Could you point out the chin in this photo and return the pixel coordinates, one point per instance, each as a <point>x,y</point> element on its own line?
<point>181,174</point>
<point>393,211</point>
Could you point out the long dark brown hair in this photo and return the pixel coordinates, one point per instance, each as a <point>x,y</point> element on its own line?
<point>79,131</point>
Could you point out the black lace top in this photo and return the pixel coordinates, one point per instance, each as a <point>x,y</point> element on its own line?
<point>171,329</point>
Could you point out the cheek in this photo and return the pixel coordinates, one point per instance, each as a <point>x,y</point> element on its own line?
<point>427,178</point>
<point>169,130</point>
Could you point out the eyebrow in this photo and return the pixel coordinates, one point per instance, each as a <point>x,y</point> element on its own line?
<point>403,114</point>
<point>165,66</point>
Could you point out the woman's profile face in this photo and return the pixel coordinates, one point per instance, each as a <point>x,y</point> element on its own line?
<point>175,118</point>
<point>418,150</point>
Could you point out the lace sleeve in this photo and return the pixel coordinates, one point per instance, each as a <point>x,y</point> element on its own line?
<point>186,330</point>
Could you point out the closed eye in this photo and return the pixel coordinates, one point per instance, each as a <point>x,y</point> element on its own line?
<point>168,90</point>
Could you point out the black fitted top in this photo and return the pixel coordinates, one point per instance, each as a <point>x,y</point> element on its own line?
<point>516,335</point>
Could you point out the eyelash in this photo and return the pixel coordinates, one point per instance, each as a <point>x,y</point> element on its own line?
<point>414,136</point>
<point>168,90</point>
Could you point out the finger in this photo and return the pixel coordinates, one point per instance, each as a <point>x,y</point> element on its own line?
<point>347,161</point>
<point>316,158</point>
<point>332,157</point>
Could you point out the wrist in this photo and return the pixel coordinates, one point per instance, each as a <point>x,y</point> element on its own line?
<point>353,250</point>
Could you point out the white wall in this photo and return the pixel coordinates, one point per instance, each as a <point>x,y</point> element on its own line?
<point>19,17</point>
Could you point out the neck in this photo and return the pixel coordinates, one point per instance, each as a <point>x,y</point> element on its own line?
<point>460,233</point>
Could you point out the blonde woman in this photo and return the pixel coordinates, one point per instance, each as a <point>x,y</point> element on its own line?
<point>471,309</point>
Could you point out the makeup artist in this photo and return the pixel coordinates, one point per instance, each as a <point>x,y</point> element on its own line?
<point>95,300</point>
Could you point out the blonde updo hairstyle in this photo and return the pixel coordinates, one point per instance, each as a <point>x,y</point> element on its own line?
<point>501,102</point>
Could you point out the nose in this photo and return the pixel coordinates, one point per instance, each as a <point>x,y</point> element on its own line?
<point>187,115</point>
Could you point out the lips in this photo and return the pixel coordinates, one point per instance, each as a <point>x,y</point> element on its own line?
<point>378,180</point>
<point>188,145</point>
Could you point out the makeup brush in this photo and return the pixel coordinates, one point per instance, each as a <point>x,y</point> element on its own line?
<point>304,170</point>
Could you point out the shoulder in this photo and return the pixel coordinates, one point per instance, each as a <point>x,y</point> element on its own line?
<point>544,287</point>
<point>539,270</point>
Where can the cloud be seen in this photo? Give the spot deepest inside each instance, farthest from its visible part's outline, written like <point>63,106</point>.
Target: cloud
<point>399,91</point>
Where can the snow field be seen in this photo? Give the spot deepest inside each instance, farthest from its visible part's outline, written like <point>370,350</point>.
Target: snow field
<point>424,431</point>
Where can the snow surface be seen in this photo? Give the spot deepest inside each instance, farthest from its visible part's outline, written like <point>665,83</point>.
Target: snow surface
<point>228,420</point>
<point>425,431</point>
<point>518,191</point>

# About this exercise
Filter the listing by the string "Where"; copy each matching line.

# Task result
Where can the cloud be seen in this photo? Give the spot deepest inside each instance, farthest from its visible part's outline, written like <point>63,106</point>.
Where can the snow field be seen in this photo? Give the spot deepest inside each instance, farthest from its visible part's outline, written like <point>370,350</point>.
Where can the snow surface be seen in this photo? Give the spot deepest inside each instance, farthest from its visible part's outline, written like <point>665,83</point>.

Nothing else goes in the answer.